**REQUIREMENTS**
Reproduce every record below exactly as written, leaving out any pictures.

======== TASK DATA

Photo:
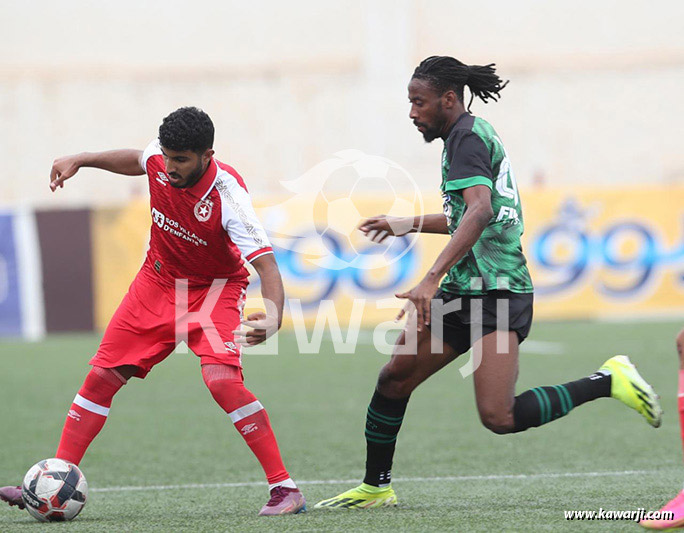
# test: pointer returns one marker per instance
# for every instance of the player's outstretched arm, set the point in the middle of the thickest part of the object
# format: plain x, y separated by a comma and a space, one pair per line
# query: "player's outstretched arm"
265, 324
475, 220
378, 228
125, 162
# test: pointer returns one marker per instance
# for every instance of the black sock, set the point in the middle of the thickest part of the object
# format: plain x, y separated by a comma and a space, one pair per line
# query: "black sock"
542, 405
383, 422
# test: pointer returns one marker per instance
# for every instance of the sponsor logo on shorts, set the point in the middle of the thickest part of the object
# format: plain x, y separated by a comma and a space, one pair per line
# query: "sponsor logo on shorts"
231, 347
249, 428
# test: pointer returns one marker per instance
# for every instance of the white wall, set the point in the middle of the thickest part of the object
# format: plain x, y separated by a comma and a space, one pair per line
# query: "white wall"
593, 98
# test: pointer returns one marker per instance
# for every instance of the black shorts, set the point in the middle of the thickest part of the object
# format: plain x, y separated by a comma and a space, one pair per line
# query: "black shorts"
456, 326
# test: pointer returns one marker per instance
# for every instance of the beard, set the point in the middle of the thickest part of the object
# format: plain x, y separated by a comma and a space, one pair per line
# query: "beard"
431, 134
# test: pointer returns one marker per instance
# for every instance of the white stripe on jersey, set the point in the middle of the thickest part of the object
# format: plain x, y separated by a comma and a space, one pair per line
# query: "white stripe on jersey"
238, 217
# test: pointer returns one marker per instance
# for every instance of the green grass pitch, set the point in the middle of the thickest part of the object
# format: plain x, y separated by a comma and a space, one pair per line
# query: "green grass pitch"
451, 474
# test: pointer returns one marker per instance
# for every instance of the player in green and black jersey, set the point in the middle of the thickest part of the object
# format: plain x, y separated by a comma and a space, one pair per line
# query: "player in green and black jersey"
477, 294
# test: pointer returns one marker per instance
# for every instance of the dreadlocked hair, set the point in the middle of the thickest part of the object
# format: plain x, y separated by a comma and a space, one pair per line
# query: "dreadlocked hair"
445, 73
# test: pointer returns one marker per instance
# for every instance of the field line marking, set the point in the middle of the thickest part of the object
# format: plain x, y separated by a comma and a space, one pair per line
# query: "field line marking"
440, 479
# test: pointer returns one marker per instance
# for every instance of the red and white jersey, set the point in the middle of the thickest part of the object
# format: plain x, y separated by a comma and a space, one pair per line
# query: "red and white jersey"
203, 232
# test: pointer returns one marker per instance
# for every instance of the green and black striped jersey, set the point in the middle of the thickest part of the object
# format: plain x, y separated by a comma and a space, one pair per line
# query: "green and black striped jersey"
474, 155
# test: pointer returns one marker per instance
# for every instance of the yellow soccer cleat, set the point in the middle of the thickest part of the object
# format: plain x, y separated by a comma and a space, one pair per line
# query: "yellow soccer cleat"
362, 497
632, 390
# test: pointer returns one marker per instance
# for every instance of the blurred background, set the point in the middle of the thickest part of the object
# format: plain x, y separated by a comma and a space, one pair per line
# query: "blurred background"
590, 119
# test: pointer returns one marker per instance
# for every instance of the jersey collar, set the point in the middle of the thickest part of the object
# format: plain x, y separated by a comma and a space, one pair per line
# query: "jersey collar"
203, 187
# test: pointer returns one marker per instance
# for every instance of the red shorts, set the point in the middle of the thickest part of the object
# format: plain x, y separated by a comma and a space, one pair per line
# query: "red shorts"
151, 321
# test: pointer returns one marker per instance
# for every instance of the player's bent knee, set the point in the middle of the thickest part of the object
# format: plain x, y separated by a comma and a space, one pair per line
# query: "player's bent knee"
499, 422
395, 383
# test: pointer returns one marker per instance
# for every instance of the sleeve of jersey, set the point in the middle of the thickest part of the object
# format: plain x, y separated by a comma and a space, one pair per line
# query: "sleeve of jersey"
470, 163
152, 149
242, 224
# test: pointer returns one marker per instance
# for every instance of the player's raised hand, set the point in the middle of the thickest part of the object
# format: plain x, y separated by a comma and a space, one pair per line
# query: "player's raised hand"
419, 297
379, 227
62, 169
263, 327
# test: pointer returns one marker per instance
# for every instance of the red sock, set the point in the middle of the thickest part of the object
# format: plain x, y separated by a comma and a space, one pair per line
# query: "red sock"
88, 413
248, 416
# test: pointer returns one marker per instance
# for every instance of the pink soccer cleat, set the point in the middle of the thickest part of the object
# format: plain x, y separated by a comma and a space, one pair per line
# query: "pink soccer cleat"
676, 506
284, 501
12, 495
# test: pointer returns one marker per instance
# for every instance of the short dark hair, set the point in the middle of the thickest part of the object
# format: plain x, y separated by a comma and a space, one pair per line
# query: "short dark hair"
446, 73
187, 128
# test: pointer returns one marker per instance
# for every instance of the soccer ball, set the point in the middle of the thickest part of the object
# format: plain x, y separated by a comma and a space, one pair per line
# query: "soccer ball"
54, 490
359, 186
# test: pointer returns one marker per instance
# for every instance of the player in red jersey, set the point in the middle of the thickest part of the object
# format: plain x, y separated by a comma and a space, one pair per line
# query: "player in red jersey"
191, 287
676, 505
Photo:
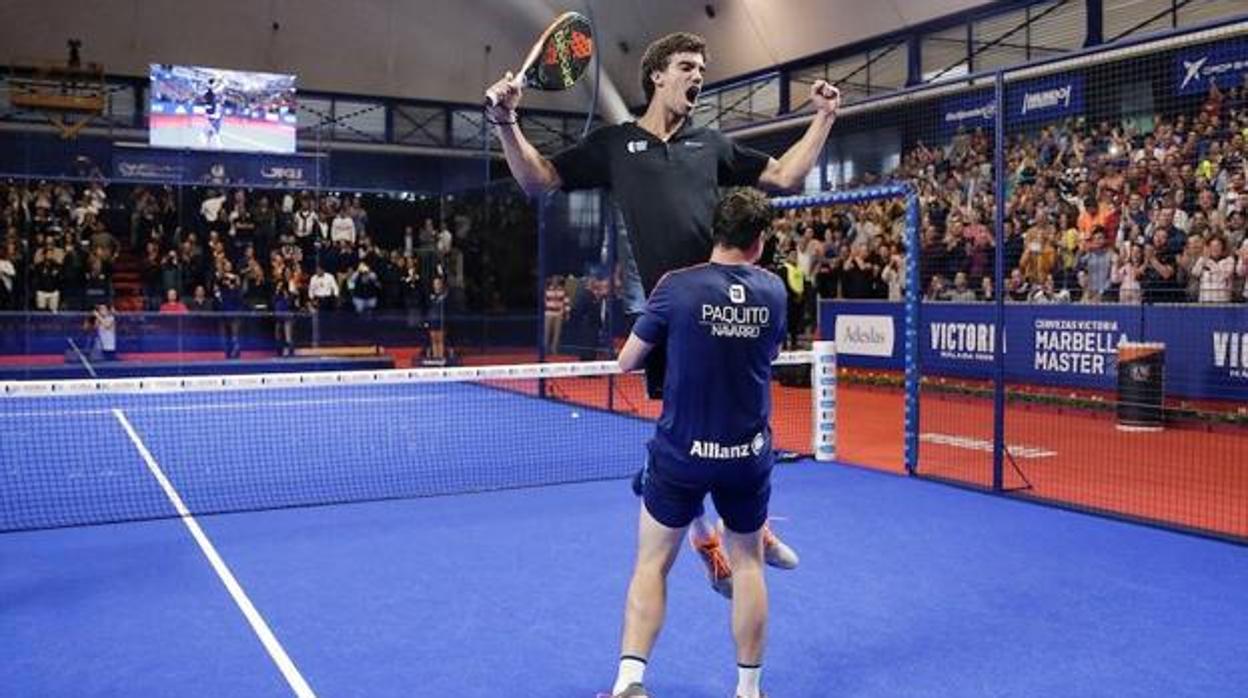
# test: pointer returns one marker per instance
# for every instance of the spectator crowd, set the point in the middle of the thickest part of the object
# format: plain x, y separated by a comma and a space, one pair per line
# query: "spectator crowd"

================

**CORRECT RESPONSE**
Photo:
# test: pointer returns one marker per instance
# for every instance of the player's outstretched arm, set the point in the middle of the thickest part of the object
# format: plain x, y separated by a comma and a space, one pair per line
# query: "player's outstretched arm"
265, 324
475, 220
378, 228
125, 162
# test: pointer returns one marker per instance
# for every instance of the black sock, set the point in the middle of the thickest part of the object
# format: plain x, y separated by a comma and a space, one pair per line
# query: "black sock"
542, 405
383, 422
# test: pointer returns one marker per instance
# for every instance of the sponsor logo on shorts, set the point in the middle of the thickest part of the object
# format: plain x, y separated by a comma and a space, one pair per line
# query: "sponsor logo on shorts"
231, 347
249, 428
# test: pointer returns one marker per instance
# for every instance of the white wall, set the point in the middle of the thickest part of the object
# format: plain x, y separated by a comma and a space, one pair per line
# query: "white wall"
593, 98
# test: pointer returns one marker per instance
# for every instance of the black shorts, set the point in the middle of the thickest part of the object
# format: plain x, y separated by a comma and a space, one pair per line
# query: "black shorts"
456, 326
# test: pointer returns one marker per instance
# for every instance of the beard, set the point in the middle of the thickest part of the object
# format: plain x, y separated by a comma and a space, one pair per line
# query: "beard"
431, 134
# test: pointer returns one marker per instance
# for every instance of the white stripe on jersey, set the point in the middle of the thickest part of the object
# format: plain x, y separated by a comma and a space, one pair per line
# query: "white stripe on jersey"
238, 217
# test: pointer returns one marker per instance
# for every instance of the green grass pitch, set the point in the middle of the thickest part of the object
# format: plain x, y separated by a comma and a space, one pair per line
# query: "green grass pitch"
451, 474
# test: pointer returns one marker per instance
# for every instance of the player in green and black jersey, set the point in the middle of the thickest part of the object
# format: plain x, y separated by a comma and a space, one pair per line
# query: "player in green and black jersey"
477, 294
# test: pointer returns one marker per instance
# for every instance of the dreadlocked hair, set the point in the middle of the thickest part of the object
# format: plain x, y separated by a comma and a space, one pair per line
# query: "dreadlocked hair"
445, 73
# test: pointer returns one marker per instance
# for every instance of the field line marking, set the point in the middle of the thickest part of the object
# format: plain x, y separated by a comma and a space, one pair per line
# query: "field line marking"
440, 479
# test: pointer returns one marker per instance
# for every instance of the red and white jersey, set the point in the middle of the thickest part of the object
# format: plain x, y separated by a comma and a space, one pair per line
# query: "red and white jersey"
203, 232
# test: pointer returns one marker per instance
# for every instance of the green and black striped jersey, set the point in the middle of the thickest part of the object
# format: plain x, y separated by a comma and a space, one pair per line
# query: "green and black striped jersey"
474, 155
# test: pointer returns one marker per instance
# for every instance of the yellow soccer cleat, set the point in the middle of the thickest part of the object
# format: plain x, y separated by a comma and a space, one pair per line
# query: "yellow soccer cleat"
362, 497
632, 390
# test: pointer returns one marker per instance
# for every instance of the blurred background, set the point in the middle of the thickest part of the object
# format: plain x, y separated by a comma and a space, one pair per line
# query: "blurred background"
590, 119
# test: pointer returns one marker per instance
# for every instance of the jersey collar, set the point in the middle of the thickest part of the object
# format: plain x, y separated by a comma and a space, one pair per line
# query: "jersey collar"
203, 187
# test: pointer returns one marker per instance
# for every instance of the red shorts, set the point in the middle of the thickest part of the object
# format: plain x, y separated by a comma and a space, one pair per line
# query: "red shorts"
151, 321
# test: pointer returns one marker per instance
# for every instance of the player's bent knee, set the point in the middle of the thickest part of the object
# format: plain x, y separated by a comma and a space, one pair per line
# query: "player's bent knee"
499, 422
395, 383
# test: pointer returns one marker per instance
# for every instance of the sleeve of jersey, set the point in the middle of the thickest part of the object
# format: plain x, y separated by a comma and a space, one pair per line
# query: "sleeve of jersey"
470, 163
152, 149
242, 224
# test: pointer returns one marker per instance
# for every instance of the player's raised hand, set the point in the middle of the thickest part of the object
# format: plain x, y separated by a comma and a space, one pair per line
# query: "player's raised hand"
419, 297
379, 227
62, 169
263, 327
# test: pointer returns one marker per instance
# for every instance of the red sock, set the point in the middle of the thickest part of the object
# format: plain x, y separated by a comma and a space, one pair per line
# query: "red sock"
88, 413
248, 416
# test: pointer returns one marker per instance
# for every instance of the pink soccer cleat, set the point in the middle of the thickest part of the object
# format: plain x, y separated by a comma and a space, one pair per line
# query: "pink soccer cleat"
676, 506
284, 501
12, 495
# test: pointer returns one marker per instance
# for every instance of the short dark hair, set the point in the middle of the thickest part of the object
# format: plain x, y separated by a comma and a space, one pair per line
# query: "short dark hair"
446, 73
187, 128
# test: pointer returns one marker per instance
# for every instance of the soccer ball, set the point in the middle of the thickest part of the object
# format: plain x, y separated by a comma and a space, one pair per line
# query: "soccer ball"
54, 490
359, 186
# test: pointer returns one marker per instance
# for every instance of the player in red jersey, set the point in the middle of the thickest part of the object
# format: plain x, y separated by a comma and a space, one pair per line
# query: "player in red jersey"
191, 287
676, 505
Photo:
# test: pointer returns one marker per instance
# for every instance of the spectator crowd, set the point in the middle of the thickest part of the object
# format: plain x, y separated by a comma and a space, one pair per line
# query: "spectator crowd"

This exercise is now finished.